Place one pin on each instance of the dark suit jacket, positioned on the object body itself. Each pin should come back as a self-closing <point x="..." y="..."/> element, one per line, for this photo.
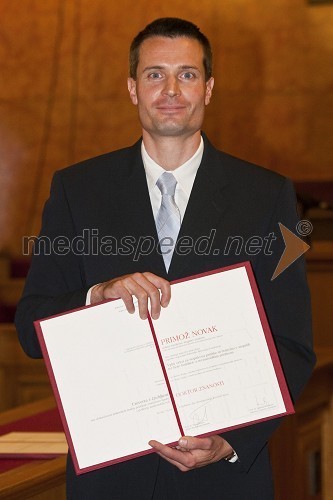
<point x="108" y="197"/>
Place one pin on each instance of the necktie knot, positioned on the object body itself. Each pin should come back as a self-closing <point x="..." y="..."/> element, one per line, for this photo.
<point x="166" y="183"/>
<point x="168" y="217"/>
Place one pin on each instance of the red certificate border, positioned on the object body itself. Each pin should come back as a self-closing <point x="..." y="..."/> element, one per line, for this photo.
<point x="269" y="341"/>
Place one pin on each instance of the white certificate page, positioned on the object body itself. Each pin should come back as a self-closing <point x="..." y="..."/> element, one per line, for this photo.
<point x="203" y="367"/>
<point x="216" y="355"/>
<point x="109" y="383"/>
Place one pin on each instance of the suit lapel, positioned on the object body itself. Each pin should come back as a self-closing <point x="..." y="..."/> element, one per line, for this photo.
<point x="137" y="216"/>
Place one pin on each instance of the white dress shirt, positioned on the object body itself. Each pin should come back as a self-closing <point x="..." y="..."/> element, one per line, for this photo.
<point x="184" y="174"/>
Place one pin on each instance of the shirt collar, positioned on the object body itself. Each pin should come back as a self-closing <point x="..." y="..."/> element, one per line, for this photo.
<point x="184" y="174"/>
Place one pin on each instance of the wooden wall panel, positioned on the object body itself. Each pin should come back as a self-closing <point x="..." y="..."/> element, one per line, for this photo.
<point x="63" y="95"/>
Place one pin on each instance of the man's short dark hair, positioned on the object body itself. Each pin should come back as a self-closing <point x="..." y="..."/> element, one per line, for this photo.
<point x="171" y="27"/>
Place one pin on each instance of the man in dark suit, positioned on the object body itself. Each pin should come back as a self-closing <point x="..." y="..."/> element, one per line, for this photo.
<point x="229" y="212"/>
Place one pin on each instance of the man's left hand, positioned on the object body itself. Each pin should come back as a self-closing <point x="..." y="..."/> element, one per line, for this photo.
<point x="193" y="452"/>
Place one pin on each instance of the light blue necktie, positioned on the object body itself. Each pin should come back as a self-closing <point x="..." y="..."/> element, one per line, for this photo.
<point x="168" y="217"/>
- - - - - - -
**EXERCISE AIM**
Your task is to set down the records shown above exactly, minus any pictures.

**OUTPUT FOR THIS TASK**
Place one pin on each instance of the dark suit jacket, positioned on the object body itself. Each pin should come back as a self-closing <point x="..." y="..."/> element, one per line, for this photo.
<point x="108" y="197"/>
Place one pin on each instance of the necktie knot, positioned on the object body itself. Each pin should come back as a self-closing <point x="..." y="..."/> element, one per line, for this photo.
<point x="166" y="183"/>
<point x="168" y="217"/>
Place one pin on each instance of the red certificate border, positioned on the object body itself. Each pin should come back as a self-closing <point x="..." y="..."/> element, one per line, for this photo.
<point x="269" y="341"/>
Place one pin on each instance of the white certificate page, positioned on the object body itself. Each pin should come back as a self-closing <point x="..." y="..."/> element, one per line, for this photo.
<point x="203" y="367"/>
<point x="216" y="355"/>
<point x="109" y="383"/>
Place one pin on each instance of the suit lapel, positioned on the object body itself. Each pin should come back as a self-closing <point x="..." y="..."/> element, one per line, for this photo.
<point x="137" y="216"/>
Place one pin on each instance of the white dress shirt, positioned on the object body itself. Each pin should come back as a self-closing <point x="..." y="..."/> element, one per line, for this photo.
<point x="184" y="174"/>
Place one pin on each instance of the shirt collar, positioned on the object body itself. Each pin should come back as a self-closing <point x="..." y="..."/> element, one per line, for this photo.
<point x="184" y="174"/>
Place one pin on each instance of the wooden wall panel, positioned on the object body itself. Each pin should come back as a self-closing <point x="..." y="..."/> element, one per line, for this photo.
<point x="63" y="95"/>
Place one pin on each instance of the man's short dark hair, positioned on the object body itself. Each pin should come back as a self-closing <point x="..." y="..."/> element, one per line, for this photo.
<point x="171" y="27"/>
Place one pin on each instance of the man in dark suit, positioned on the object body itself. Each pin should come back as a self-closing <point x="..." y="..."/> element, one per line, for this photo.
<point x="229" y="212"/>
Place one pin on each instance of the man's left hand, positioned on the object body itself. Each pin should come back as a self-closing <point x="..." y="..."/> element, one per line, for this photo.
<point x="193" y="452"/>
Place one pin on each instance of the light blue necktie, positioned on the object body itself. Each pin should come back as a self-closing <point x="..." y="..."/> element, one per line, for this photo.
<point x="168" y="217"/>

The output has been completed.